## TASK REQUIREMENTS
Leave the pictures aside. Retype exactly the lines from the top of the data below through the one holding "Where can the side window".

::::

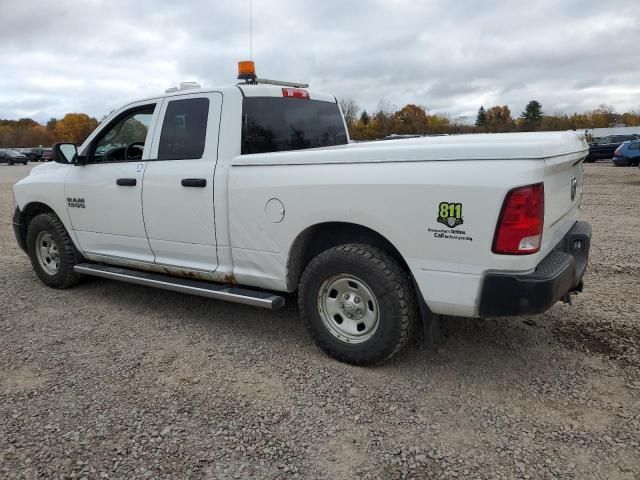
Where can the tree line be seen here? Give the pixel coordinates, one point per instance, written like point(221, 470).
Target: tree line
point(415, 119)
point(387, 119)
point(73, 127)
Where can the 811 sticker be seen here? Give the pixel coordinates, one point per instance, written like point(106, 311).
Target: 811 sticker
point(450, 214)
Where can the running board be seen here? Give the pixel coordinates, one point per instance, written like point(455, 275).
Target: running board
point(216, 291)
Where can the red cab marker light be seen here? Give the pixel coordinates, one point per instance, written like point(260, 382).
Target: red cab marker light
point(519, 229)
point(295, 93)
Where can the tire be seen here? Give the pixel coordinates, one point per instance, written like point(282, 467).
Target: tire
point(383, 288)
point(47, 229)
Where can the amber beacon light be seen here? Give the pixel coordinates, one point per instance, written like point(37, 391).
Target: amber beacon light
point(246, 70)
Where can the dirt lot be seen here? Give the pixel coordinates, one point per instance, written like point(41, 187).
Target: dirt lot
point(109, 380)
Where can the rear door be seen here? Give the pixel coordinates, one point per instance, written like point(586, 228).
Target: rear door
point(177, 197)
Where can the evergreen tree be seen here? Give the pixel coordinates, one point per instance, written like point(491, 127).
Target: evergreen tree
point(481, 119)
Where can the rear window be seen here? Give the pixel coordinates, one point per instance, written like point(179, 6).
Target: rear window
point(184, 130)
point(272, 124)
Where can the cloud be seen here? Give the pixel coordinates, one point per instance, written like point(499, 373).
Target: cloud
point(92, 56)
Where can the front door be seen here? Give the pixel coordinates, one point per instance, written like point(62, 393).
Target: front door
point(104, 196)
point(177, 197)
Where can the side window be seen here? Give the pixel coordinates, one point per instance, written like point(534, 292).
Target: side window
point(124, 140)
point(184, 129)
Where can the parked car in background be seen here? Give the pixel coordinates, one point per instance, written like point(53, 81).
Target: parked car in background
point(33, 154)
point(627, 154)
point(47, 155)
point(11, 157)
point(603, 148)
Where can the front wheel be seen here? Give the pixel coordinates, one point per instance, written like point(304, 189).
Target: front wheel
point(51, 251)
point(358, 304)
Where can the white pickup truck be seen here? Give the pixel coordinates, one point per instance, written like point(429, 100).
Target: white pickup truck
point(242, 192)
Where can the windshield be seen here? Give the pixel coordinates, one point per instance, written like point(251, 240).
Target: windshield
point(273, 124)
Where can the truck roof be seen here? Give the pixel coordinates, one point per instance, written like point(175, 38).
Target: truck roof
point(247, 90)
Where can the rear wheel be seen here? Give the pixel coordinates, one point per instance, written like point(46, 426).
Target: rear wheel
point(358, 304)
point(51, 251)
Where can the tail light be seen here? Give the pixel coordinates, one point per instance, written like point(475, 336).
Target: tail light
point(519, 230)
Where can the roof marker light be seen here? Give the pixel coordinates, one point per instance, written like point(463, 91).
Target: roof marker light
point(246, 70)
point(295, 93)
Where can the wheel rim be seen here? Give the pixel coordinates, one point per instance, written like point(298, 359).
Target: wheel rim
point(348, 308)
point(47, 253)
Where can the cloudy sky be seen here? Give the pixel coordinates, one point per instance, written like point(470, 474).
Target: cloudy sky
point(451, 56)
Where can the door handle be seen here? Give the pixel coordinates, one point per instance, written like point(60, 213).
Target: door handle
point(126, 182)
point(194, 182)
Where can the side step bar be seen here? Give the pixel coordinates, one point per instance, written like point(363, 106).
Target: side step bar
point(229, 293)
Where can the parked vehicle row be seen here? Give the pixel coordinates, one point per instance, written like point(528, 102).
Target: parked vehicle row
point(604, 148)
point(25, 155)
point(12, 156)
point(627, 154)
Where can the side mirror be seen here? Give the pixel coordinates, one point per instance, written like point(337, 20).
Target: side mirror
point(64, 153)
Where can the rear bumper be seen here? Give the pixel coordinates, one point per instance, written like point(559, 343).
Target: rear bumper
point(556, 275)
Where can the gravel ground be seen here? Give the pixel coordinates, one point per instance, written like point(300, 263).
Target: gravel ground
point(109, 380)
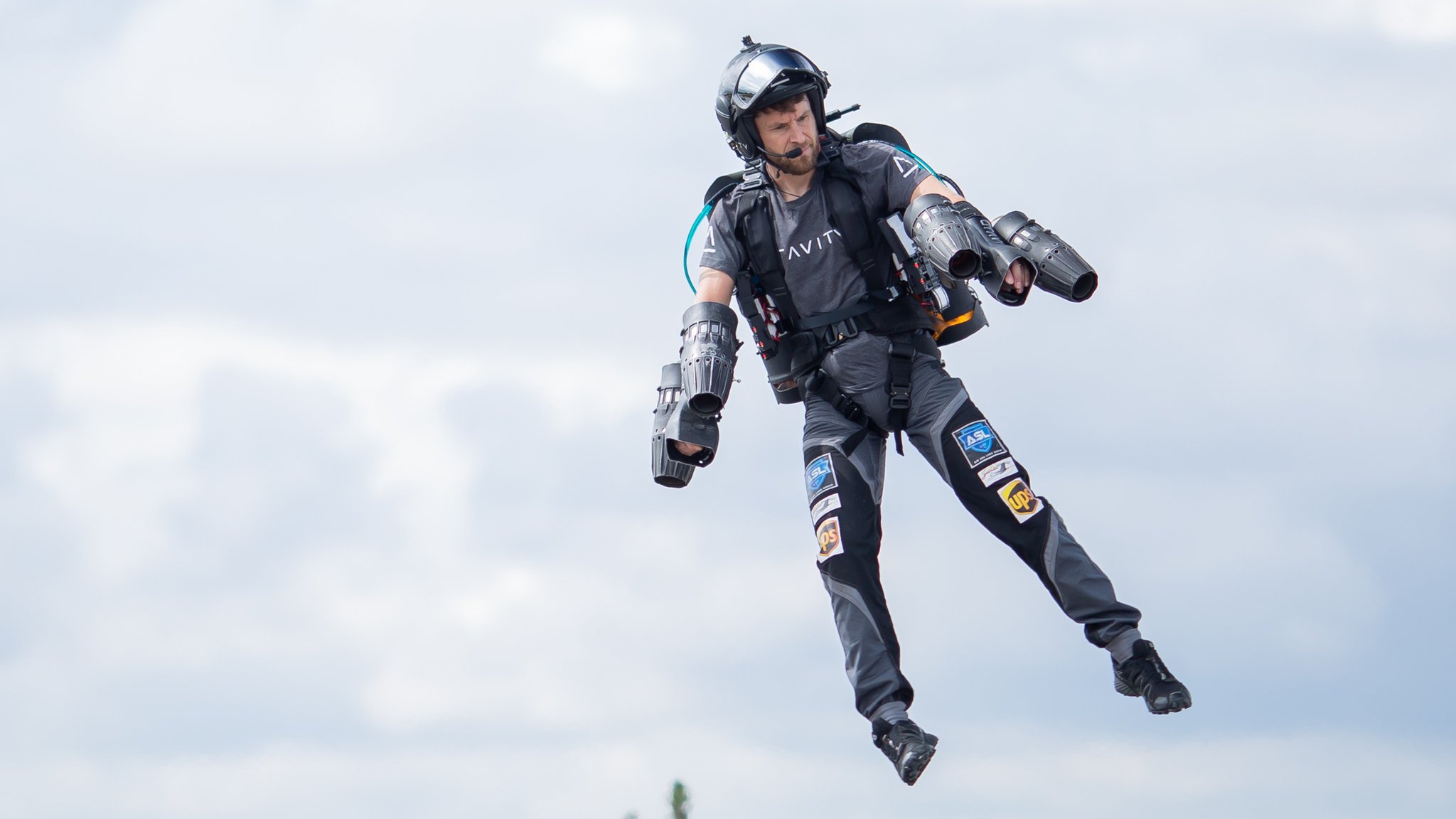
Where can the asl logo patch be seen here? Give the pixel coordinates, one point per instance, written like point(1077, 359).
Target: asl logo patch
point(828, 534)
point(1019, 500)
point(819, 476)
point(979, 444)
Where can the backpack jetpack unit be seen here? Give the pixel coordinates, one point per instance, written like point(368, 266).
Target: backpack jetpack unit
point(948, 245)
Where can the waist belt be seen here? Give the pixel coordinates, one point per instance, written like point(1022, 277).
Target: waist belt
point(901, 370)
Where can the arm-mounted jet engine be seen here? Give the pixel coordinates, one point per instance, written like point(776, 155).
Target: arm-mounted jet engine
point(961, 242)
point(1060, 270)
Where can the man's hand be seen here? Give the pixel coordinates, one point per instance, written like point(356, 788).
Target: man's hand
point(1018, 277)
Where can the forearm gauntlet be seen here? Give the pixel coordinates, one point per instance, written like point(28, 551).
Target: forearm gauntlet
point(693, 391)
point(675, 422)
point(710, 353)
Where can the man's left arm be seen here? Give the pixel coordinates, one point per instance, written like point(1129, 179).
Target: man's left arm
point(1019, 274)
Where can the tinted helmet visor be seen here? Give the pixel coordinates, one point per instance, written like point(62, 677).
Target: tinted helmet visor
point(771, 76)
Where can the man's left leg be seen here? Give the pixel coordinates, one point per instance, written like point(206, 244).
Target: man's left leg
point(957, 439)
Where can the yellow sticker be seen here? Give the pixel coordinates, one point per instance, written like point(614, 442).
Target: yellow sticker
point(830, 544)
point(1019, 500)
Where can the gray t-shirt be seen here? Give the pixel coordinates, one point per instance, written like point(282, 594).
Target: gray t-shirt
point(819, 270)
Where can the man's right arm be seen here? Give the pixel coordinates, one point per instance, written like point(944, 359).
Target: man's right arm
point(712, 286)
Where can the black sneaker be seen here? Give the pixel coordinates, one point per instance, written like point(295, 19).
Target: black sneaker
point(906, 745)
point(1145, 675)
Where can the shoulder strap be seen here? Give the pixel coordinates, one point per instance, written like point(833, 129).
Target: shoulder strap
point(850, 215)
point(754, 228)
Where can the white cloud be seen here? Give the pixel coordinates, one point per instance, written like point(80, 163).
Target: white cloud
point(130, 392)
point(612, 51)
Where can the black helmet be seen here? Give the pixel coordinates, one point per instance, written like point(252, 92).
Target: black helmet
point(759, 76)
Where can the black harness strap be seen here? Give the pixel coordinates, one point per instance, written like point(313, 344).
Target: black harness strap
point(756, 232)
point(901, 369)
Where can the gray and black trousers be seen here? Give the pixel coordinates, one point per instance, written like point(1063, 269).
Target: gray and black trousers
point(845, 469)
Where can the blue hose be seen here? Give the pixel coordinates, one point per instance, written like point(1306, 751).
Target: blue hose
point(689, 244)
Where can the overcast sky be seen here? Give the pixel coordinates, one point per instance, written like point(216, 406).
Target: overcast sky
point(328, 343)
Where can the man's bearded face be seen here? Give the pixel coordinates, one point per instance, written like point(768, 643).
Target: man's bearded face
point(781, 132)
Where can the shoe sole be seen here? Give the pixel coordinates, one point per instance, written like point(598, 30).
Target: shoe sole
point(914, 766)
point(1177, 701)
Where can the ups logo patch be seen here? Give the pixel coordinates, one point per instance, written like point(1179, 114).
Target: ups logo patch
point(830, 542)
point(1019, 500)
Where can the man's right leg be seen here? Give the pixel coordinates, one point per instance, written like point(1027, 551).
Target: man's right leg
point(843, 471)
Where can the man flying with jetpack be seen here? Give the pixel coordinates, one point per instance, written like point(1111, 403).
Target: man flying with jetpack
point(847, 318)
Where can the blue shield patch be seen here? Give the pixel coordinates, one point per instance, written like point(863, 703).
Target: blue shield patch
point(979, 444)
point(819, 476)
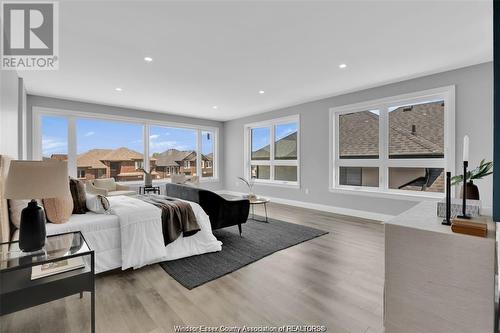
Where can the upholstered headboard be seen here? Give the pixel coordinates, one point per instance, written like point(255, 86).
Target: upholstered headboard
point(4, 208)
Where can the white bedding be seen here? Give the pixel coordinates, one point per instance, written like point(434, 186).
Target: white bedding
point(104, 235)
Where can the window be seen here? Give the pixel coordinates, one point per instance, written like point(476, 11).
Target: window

::::

## EXERCISE ANSWER
Where can the tree line be seen here? Give the pixel coordinates, one point per instance, written like point(221, 470).
Target: tree line
point(415, 119)
point(387, 119)
point(73, 127)
Where can the 811 sticker be seen here? Give the pixel coordinates, one point per instance, written like point(106, 311).
Target: 811 sticker
point(450, 214)
Where can the running board be seen here? Give the pixel coordinates, one point per instance, written like point(455, 275).
Target: running board
point(216, 291)
Where can the red cab marker light be seen here? Give the pixel coordinates, one point per instance, written like point(260, 382).
Target: red cab marker light
point(519, 229)
point(295, 93)
Where can the tire be seen here? Give the pixel coordinates, one point per instance, written like point(282, 467).
Target: tire
point(383, 288)
point(47, 229)
Where can the amber beacon light be seen here? Give the pixel coordinates, one point per instance, written like point(37, 391).
Target: amber beacon light
point(246, 70)
Where can the dirt lot be seen here? Give the pixel coordinates, one point per instance, written like point(41, 187).
Target: dirt lot
point(109, 380)
Where can the rear door be seen here? Give the pixel coordinates, one point per instance, written like point(586, 228).
Target: rear door
point(177, 197)
Where can the evergreen tree be seen here? Give the pixel coordinates, one point per instance, written like point(491, 127).
Target: evergreen tree
point(481, 119)
Where can the rear window be seen here? Give the pixel coordinates, one point per instance, written like point(179, 6).
Target: rear window
point(184, 130)
point(272, 124)
Where can the cloud be seen here? Give the pixel coordinates, one point per instance, written like point(499, 373).
Target: cloud
point(92, 56)
Where can the front door be seen here? Give the pixel coordinates, one point per instance, written like point(62, 393).
Target: front door
point(104, 196)
point(177, 197)
Where can the side window be seen here? Give the pixel coordinates, one point per instance, written like point(534, 292).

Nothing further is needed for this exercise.